TASK OBJECTIVE:
Every record here must be copied exactly, except for the images it holds.
[[ DATA FOR THIS TASK open ]]
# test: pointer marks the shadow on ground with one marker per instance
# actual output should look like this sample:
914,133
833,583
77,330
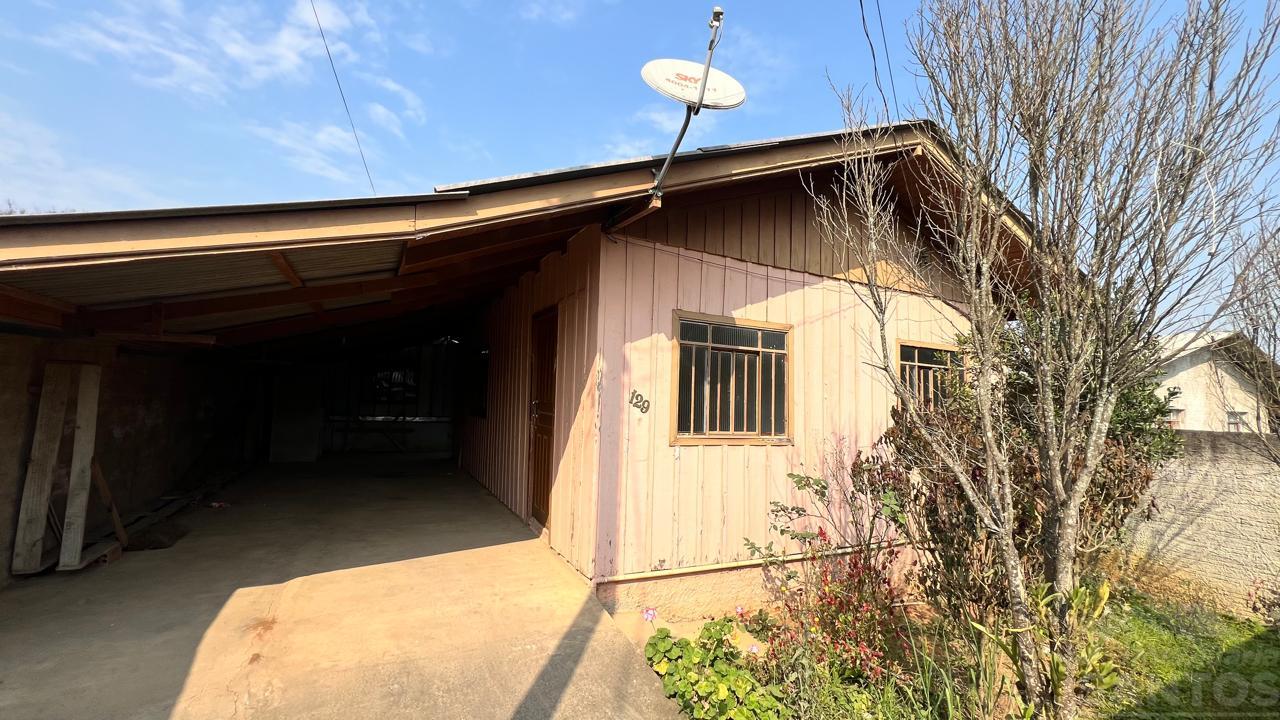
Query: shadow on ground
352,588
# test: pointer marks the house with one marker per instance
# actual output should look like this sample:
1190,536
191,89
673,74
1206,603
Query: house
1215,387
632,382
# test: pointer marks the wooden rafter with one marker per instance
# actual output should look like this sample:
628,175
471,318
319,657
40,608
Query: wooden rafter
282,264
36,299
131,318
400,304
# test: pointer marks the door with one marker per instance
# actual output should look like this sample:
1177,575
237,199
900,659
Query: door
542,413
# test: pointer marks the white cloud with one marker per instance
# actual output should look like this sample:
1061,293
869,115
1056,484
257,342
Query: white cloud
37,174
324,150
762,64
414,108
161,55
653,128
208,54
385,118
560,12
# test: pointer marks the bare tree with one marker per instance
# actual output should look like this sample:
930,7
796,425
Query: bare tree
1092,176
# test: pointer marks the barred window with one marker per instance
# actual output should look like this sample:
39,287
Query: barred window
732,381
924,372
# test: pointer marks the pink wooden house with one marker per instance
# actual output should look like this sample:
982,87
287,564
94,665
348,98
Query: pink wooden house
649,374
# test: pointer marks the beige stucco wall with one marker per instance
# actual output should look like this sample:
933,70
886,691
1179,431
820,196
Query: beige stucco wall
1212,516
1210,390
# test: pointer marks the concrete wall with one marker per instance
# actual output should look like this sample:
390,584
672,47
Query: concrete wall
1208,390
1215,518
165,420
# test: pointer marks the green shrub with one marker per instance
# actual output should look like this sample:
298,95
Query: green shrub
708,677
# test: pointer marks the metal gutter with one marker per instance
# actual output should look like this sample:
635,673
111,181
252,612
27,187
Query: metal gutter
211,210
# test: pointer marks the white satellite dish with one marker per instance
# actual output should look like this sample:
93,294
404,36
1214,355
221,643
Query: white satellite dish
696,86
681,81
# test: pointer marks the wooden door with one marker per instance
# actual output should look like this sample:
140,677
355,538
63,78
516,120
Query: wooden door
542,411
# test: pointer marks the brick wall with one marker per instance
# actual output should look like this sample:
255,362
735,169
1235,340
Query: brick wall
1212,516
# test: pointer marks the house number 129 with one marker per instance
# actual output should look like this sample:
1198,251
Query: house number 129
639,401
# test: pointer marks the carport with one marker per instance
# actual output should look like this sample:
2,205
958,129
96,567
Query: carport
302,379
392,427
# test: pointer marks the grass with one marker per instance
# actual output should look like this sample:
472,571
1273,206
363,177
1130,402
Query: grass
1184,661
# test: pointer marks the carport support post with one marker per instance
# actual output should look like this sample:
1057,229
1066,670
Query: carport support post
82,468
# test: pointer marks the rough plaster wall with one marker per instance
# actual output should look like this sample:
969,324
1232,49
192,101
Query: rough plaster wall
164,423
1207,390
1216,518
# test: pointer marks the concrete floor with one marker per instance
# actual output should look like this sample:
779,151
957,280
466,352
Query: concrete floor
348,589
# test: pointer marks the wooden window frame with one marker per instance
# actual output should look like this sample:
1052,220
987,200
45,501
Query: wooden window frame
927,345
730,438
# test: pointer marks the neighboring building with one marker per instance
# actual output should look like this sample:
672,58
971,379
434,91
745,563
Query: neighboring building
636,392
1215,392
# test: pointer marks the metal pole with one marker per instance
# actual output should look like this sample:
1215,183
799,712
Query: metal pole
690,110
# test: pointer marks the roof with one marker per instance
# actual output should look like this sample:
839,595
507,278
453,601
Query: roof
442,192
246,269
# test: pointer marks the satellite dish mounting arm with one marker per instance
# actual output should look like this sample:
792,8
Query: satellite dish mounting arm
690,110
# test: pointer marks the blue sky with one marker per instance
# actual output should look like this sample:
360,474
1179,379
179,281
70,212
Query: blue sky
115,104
[[ DATA FOR THIS TASK closed ]]
WRITTEN RESPONSE:
# test: pointer marks the shadow on ground with one marker per instance
# actual output should look like this sample:
914,133
833,583
77,330
Query: shadow on ground
352,588
# test: pointer marks the house with one marker per instance
# actual output should look like this sample:
1190,536
191,89
673,74
1206,603
Query: house
1215,387
632,382
# test: pointer marks the wooden rafter with one marker per instance
# actual output should look like this sample:
628,175
471,318
319,657
40,608
Query: wooden rafter
282,264
36,299
131,318
400,304
# test: pointer marks the door with one marker per instance
# actual output should look like this sample:
1177,575
237,199
900,659
Query: door
542,413
# test: pointer marks the white cloud with one marker per instance
# actual output should look like this sample:
1061,293
869,115
1056,484
257,342
Query: white cloud
37,174
324,150
762,64
414,108
161,55
653,128
208,54
385,118
560,12
# test: pointer marks the bare tree with one marker per instance
# actual output should look like this sample:
930,7
796,425
Query: bare tree
1092,176
# test: pointer marks the barred window with one marker per instance
# actual output should look like this sample:
39,287
Query: barred window
732,381
924,372
# test: pointer marks the pink wooden house with one marker per instance
# actual output should look like this sample:
982,87
287,564
94,665
348,98
Query: pink wooden house
649,374
# test: pointer marks the beige stucco wall with one marker per instance
# actual output should look like this sample:
933,70
886,691
1179,431
820,196
Query: beige stucco wall
1212,516
1210,390
# test: pointer marks the concrete wall with one marker per instance
# actual output should look like this sample:
390,584
672,47
Query: concrete wall
1208,390
1215,518
165,420
# test: pointer marks the green shrub with one marker per instance
# actual output should look like this sample:
298,95
Query: green shrub
708,677
# test: pointer marks the metal gutter with one marker per instance
# actual output should look like this sample:
635,673
111,181
252,612
27,187
Query: metal gutter
211,210
# test: pointer marks the white satellite dish with one marker per instance
# actual output should look like this sample:
93,294
404,36
1214,355
221,643
Query: white satellite dish
696,86
681,81
# test: pointer marks the wooden door with one marker per instance
# actual output should look like this sample:
140,677
355,538
63,78
516,120
Query: wooden door
542,411
# test: pointer marks the brick wall with one marker per instance
# actual output should look like this sample:
255,362
735,169
1235,340
Query: brick wall
1212,516
# test: pointer marks the house number 129 with one marker per instance
# actual output should look like this sample:
1198,251
Query: house number 129
639,401
# test: pointer marks the carport with one marker per instance
# actual output should look like this sample:
2,205
958,129
96,567
Query: carport
302,379
392,427
# test: pointer marks the grass with one marker per instance
# actual output should look like this sample:
472,571
1273,206
363,177
1130,402
Query: grass
1184,661
# test: pointer marks the carport support post with one marker per instance
# actual output should look like this sample:
1057,229
1066,670
Query: carport support post
82,468
# test: pointer marks the rough plaster wall with one marker per instance
# actual output should look like this sample:
969,324
1232,49
192,101
Query: rough plaster wall
164,423
1207,390
1216,518
# test: pointer marks the concrete floor with one marker per instance
# actual output should look like this sample:
779,151
957,280
466,352
Query: concrete floor
348,589
# test: pointer marks the wooden window frame with one marker per instance
# actual output should look like this sample:
1052,220
987,200
45,501
Query: wooden window frame
927,345
730,438
# test: pointer marks the neighboring building with one marker per instance
# actual output should look like this sample:
672,58
971,379
434,91
745,563
Query: neighboring building
636,392
1215,392
# test: pointer marks the metal pole with one marker per instance
# actual output should look like this sample:
1215,183
799,712
Query: metal pole
690,110
# test: pointer marks the roof with one marker per instance
# actual output should look like this sample:
839,595
507,278
453,601
Query: roof
442,192
246,269
# test: pointer marks the satellite dish mounting arm with one marker per instance
# actual output should look like this sample:
792,8
Query: satellite dish mounting arm
690,110
# test: pointer marks the blue sky with one marker per instance
# actual output should look like this sample:
360,474
1179,379
179,281
70,212
Query: blue sky
115,104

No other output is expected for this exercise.